:: YOUR TASK ::
Format every one of the entries below as a two-column CSV with the header text,answer, giving one row per entry. Put each entry's wording in the text column and its answer in the answer column, with each value in a single quoted field and any line breaks replaced by spaces.

(Annotated coordinate records)
==============================

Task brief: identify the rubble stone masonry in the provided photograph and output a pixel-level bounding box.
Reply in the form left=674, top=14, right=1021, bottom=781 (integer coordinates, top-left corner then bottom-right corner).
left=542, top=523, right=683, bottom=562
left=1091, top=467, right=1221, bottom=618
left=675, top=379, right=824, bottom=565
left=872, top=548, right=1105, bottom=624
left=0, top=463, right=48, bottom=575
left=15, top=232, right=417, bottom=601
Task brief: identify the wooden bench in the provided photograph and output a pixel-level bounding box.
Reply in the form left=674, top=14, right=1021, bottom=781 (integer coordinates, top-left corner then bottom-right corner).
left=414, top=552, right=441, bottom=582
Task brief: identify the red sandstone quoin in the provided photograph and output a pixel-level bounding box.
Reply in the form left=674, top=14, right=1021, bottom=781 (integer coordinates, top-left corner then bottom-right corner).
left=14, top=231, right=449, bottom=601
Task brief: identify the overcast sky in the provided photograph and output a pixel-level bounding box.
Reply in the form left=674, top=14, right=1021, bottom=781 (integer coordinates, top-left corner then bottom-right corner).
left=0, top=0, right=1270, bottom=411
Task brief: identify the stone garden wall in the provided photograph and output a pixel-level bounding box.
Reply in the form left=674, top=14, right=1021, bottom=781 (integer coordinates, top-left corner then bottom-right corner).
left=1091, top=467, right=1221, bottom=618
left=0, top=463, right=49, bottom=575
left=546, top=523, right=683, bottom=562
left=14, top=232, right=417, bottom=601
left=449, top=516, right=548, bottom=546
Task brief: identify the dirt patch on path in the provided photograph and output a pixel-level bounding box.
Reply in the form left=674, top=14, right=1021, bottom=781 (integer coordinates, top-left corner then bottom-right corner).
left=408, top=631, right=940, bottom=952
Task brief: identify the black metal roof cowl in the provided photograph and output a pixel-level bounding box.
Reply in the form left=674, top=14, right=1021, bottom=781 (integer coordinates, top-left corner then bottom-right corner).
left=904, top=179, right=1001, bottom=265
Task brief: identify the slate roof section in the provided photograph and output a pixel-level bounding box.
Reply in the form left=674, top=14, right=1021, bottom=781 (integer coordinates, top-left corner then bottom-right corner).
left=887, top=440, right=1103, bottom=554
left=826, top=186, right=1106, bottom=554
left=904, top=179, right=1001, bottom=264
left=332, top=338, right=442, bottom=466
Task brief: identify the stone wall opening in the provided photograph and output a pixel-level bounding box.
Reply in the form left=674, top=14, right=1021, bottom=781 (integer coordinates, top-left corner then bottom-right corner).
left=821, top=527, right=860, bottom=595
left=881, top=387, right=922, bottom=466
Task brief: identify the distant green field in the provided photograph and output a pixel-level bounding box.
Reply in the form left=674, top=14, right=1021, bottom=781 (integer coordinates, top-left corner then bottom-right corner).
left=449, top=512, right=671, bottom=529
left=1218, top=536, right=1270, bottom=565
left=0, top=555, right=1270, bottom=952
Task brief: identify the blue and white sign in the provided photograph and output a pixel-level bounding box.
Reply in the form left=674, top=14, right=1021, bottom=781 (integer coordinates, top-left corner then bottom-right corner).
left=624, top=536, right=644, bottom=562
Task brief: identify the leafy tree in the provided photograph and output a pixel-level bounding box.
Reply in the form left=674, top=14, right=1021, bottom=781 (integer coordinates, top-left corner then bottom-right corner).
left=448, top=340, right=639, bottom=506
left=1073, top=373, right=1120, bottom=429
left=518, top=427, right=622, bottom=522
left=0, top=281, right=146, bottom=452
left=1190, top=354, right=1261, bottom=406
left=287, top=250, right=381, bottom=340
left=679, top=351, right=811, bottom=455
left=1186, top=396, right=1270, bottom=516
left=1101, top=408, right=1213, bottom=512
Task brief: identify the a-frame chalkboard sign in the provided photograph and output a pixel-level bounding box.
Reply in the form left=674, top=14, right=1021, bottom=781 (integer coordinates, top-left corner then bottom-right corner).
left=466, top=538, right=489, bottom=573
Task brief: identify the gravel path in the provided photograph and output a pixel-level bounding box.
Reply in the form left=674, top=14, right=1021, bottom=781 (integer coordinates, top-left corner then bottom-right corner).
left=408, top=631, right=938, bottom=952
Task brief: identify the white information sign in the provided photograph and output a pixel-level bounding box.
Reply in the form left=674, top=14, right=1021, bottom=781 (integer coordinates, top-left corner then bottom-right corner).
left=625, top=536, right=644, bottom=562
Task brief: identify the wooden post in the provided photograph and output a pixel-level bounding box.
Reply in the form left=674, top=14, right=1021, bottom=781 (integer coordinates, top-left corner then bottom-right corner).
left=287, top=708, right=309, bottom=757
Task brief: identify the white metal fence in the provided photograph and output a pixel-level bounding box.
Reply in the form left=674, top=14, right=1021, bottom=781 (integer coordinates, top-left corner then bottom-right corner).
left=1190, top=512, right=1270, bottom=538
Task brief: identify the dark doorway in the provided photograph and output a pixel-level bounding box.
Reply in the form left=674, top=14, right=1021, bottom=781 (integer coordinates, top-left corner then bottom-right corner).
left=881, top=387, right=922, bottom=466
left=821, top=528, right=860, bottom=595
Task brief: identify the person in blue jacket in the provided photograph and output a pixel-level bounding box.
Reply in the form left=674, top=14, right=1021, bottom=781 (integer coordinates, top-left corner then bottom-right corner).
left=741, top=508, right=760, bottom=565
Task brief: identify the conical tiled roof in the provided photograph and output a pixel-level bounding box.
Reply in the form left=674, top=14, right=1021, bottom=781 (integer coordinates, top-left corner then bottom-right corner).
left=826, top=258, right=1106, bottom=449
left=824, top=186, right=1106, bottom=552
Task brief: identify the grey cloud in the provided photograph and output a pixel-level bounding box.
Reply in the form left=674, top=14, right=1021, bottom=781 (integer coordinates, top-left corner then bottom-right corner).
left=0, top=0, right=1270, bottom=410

==============================

:: CORRECT ANSWER ::
text,answer
"Task brief: identify the rubble stone masonry in the provided photograph and output a pixel-level bounding box. Reply in the form left=674, top=14, right=1021, bottom=781 (integer coordinates, top-left corner then bottom-right corner).","left=542, top=523, right=683, bottom=562 left=1091, top=467, right=1221, bottom=618 left=675, top=379, right=824, bottom=565 left=872, top=548, right=1105, bottom=624 left=0, top=463, right=48, bottom=575 left=15, top=232, right=417, bottom=601"
"Task brief: identify the wooden bench in the provided photograph and output a pixel-level bounding box. Reply in the form left=674, top=14, right=1021, bottom=781 (integer coordinates, top-left corner then bottom-right corner).","left=414, top=552, right=441, bottom=582"
"Task brief: identify the red sandstone quoin in the provided photograph and output a pixel-level bounding box. Reply in the form left=674, top=14, right=1021, bottom=781 (integer coordinates, top-left corner then bottom-right corner).","left=14, top=231, right=449, bottom=601"
"Task brief: identify the overcast sky in the provided photograph and output a pixel-level bounding box. Reply in the form left=674, top=14, right=1021, bottom=781 (integer coordinates, top-left corner then bottom-right corner).","left=0, top=0, right=1270, bottom=411"
"Task brief: identify the stone garden wall in the provided photograph and output a pixel-level bounding box. Reply in the form left=674, top=14, right=1021, bottom=781 (integer coordinates, top-left corner then bottom-right corner).","left=1091, top=467, right=1221, bottom=618 left=0, top=463, right=49, bottom=575 left=546, top=523, right=683, bottom=562 left=14, top=232, right=417, bottom=601 left=449, top=516, right=548, bottom=546"
"Task brief: identify the dirt patch on path in the provided photograph and output a pixel-level bounding box. Reply in the form left=674, top=14, right=1021, bottom=781 (integer coordinates, top-left corner then bottom-right corner).","left=408, top=631, right=940, bottom=952"
"Task brief: identify the black metal roof cowl in the provided photograph and output a pixel-level bounding box. Reply in the form left=674, top=14, right=1021, bottom=781 (integer coordinates, top-left corner then bottom-right corner).","left=904, top=179, right=1001, bottom=265"
"Task brief: identify the slate roof section in the provided photograph and output a pixel-level bounding box. Reply in the form left=674, top=14, right=1021, bottom=781 (integer coordinates, top-left corner then bottom-right corner).","left=887, top=440, right=1103, bottom=554 left=826, top=186, right=1106, bottom=554 left=904, top=179, right=1001, bottom=264 left=332, top=338, right=442, bottom=466"
"Task brief: identify the stone wall opening in the provided photograph and output a pixel-level bounding box. Reply in the form left=674, top=14, right=1021, bottom=781 (integer coordinates, top-left corner then bottom-right corner).","left=821, top=527, right=860, bottom=595 left=881, top=387, right=922, bottom=466"
"Task brief: identify the distant green field in the provided photograph and output a pixel-level bounding box. Reply in the form left=674, top=14, right=1021, bottom=781 (integer coordinates, top-left corner then bottom-right corner).","left=449, top=512, right=671, bottom=529 left=1218, top=536, right=1270, bottom=565 left=0, top=555, right=1270, bottom=952"
"Task brief: identify the blue and white sign in the provided photograph and output a pixel-level bounding box. Reply in the form left=674, top=14, right=1021, bottom=781 (integer coordinates, top-left corner then bottom-right corner).","left=624, top=536, right=644, bottom=562"
"Task brief: identify the leafy tree in the provided photograph and output a pixel-level bounding box. Reply in the form left=674, top=14, right=1021, bottom=781 (integer coordinates, top-left corner then bottom-right corner).","left=448, top=340, right=639, bottom=506 left=1073, top=373, right=1120, bottom=429 left=518, top=427, right=622, bottom=522 left=0, top=281, right=146, bottom=452 left=1190, top=354, right=1261, bottom=406 left=287, top=250, right=381, bottom=340 left=679, top=351, right=811, bottom=455 left=1186, top=396, right=1270, bottom=516 left=1101, top=408, right=1213, bottom=512"
"Task brief: identify the a-frame chalkboard sign in the provided photograph and output a pixel-level bounding box. Reply in the form left=674, top=14, right=1021, bottom=781 (integer coordinates, top-left corner then bottom-right corner).","left=466, top=538, right=489, bottom=573"
"Task brief: identify the gravel path in the provided photograph and output a pixel-level bounding box. Reply in the form left=674, top=14, right=1021, bottom=781 (integer coordinates, top-left corner then bottom-right corner).","left=408, top=631, right=938, bottom=952"
"Task brief: identify the white information sign in the provided photograph and output a pixel-level bounding box. Reply in the form left=674, top=14, right=1021, bottom=781 (integer coordinates, top-left corner then bottom-right corner).","left=625, top=536, right=644, bottom=562"
"Task brief: identify the wooden post in the provided photograph and output a pixel-level bounding box. Reply in the form left=674, top=14, right=1021, bottom=781 (integer coordinates, top-left corner then bottom-right corner).","left=287, top=708, right=309, bottom=757"
"Task brief: identify the white metal fence in the provided photograph and output a pixel-level bounding box. Reply in the form left=674, top=14, right=1021, bottom=781 (integer coordinates, top-left corner then bottom-right corner).","left=1190, top=512, right=1270, bottom=538"
"Task brief: identify the dark doorway in the provided photograph and output a pixel-level bounding box. Reply in the form left=674, top=14, right=1021, bottom=781 (integer coordinates, top-left corner then bottom-right corner).","left=881, top=387, right=922, bottom=466 left=821, top=528, right=860, bottom=595"
"Task brief: identify the person in blue jacket in the provided photograph and output a pixel-level bounding box. Reply in the form left=674, top=14, right=1021, bottom=781 (integer coordinates, top-left corner then bottom-right corner).","left=741, top=508, right=760, bottom=565"
"Task brief: identify the conical tiled roof in the provided photograph and output a pixel-level bounding box. Reply in the form left=674, top=14, right=1021, bottom=781 (integer coordinates, top-left corner then bottom-right corner).","left=826, top=258, right=1106, bottom=449 left=824, top=186, right=1106, bottom=552"
"Task brief: identify the grey cloud in the provided photograph and output a pixel-level bounding box. Reply in the form left=674, top=14, right=1021, bottom=781 (integer coordinates, top-left corner then bottom-right corner).","left=0, top=0, right=1270, bottom=410"